### [Instruction A]
In the mailing-list thread, which load address appears to work on Octane without any ill effects?
------ Source text
I think on IP27 it was only the first 32MB that are somehow used by
ARCS.  Everything else is entirely ignored and the OS is supposed to
use klconfig to query the hardware configuration.  That said, klconfig
is an infinitely better than ARCS, it actually works and is easy to
use.  What it does not provide is information on how firmware or
other loaded programs are using memory - it's really just a hardware
inventory.

  Ralf

Re: ARCS can't load CONFIG_DEBUG_LOCK_ALLOC kernel

[Joshua Kinard]

On 03/16/2017 15:06, Ralf Baechle wrote:
> On Thu, Mar 16, 2017 at 01:50:42PM -0400, Joshua Kinard wrote:
> 
>> On 03/16/2017 10:09, Ralf Baechle wrote:
>>> On Wed, Mar 15, 2017 at 11:50:44PM -0400, Joshua Kinard wrote:
>>>
>>>> On 03/15/2017 16:11, Joshua Kinard wrote:
>>>>> I've reported in the past that turning on CONFIG_DEBUG_LOCK_ALLOC produces a
>>>>> kernel that can't boot on several SGI platforms.  It turns out that using
>>>>> arcload (Stan's bootloader originally written for IP30), I can get some
>>>>> debugging out on why.  I am still puzzled, but maybe this information can be
>>>>> interpreted by someone else into something meaningful?
>>>>>
>>>>> All addresses printed out of arcload are physical address.
>>>>>
>>>>> ARCS Memory Map as printed by some debugging I added to the arcload binary:
>>>>>
>>>>> 0x00000000 - 0x00001000 ExceptionBlock
>>>>> 0x00001000 - 0x00002000 SystemParameterBlock
>>>>> 0x00002000 - 0x00004000 FirmwarePermanent
>>>>> 0x20004000 - 0x20f00000 FreeMemory***
>>>>> 0x20f00000 - 0x21000000 FirmwareTemporary
>>>>> 0x21000000 - 0x5fff0000 FreeMemory
>>>>> 0x5fff0000 - 0x5ffff000 LoadedProgram
>>>>> 0x5ffff000 - 0x60000000 FreeMemory
>>>>> 0x60000000 - 0xa0000000 FirmwarePermanent
>>>>
>>>> So it turns out I can get away, on Octane at least, by changing the load
>>>> address from 0x20004000 to an arbitrary value in the other FreeMemory segment
>>>> from 0x21000000 - 0x5fff0000.  Specifically, using 0x21004000 appears to work
>>>> without any ill effects.
>>>>
>>>> The 0x20004000 value is the address used by IRIX to load (with symon, it
>>>> becomes 0x200800000 instead).  I'll have to try this on the IP27 later on as
>>>> well.  On Octane, CONFIG_DEBUG_LOCK_ALLOC didn't toss up any major locking
>>>> issues yet.  Probably need to hammer the disks with bonnie++ or such.  At least
>>>> I can get back to the BRIDGE/PCI mess now...
------------
------ Stored rows
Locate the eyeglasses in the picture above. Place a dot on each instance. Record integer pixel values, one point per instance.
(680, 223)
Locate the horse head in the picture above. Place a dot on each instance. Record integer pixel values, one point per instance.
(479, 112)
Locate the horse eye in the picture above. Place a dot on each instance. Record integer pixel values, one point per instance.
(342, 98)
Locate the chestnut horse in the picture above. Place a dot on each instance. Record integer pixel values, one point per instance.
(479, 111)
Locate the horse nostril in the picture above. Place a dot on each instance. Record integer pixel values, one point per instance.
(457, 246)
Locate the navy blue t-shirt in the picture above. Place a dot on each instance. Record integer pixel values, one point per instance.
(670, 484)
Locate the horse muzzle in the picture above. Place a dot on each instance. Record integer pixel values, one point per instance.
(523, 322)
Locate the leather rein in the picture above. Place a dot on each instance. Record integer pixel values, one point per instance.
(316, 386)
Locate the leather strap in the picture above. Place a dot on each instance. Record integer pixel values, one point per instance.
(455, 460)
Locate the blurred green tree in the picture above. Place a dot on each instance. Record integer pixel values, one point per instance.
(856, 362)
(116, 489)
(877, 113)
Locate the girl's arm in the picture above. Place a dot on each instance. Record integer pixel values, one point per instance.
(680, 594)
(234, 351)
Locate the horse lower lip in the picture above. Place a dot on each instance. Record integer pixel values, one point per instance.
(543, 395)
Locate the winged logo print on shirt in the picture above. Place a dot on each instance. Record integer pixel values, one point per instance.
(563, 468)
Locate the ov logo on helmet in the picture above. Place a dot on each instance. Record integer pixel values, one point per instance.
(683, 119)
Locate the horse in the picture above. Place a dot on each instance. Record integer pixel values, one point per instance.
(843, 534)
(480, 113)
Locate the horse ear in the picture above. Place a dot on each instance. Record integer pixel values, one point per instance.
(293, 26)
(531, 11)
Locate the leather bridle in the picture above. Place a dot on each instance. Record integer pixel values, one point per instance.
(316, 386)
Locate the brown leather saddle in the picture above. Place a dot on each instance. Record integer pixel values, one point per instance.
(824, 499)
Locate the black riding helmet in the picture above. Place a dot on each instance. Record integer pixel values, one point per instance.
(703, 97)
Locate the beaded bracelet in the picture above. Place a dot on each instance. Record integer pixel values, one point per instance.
------------
### [Instruction B]
Rewrite the stretch of entries from the line containing "Locate the black" through the end of the entries, replacing "instance" with "occurrence" and leaving everything else unchanged.

### [Full output A]
0x21004000

### [Full output B]
Locate the black riding helmet in the picture above. Place a dot on each occurrence. Record integer pixel values, one point per occurrence.
(703, 97)
Locate the beaded bracelet in the picture above. Place a dot on each occurrence. Record integer pixel values, one point per occurrence.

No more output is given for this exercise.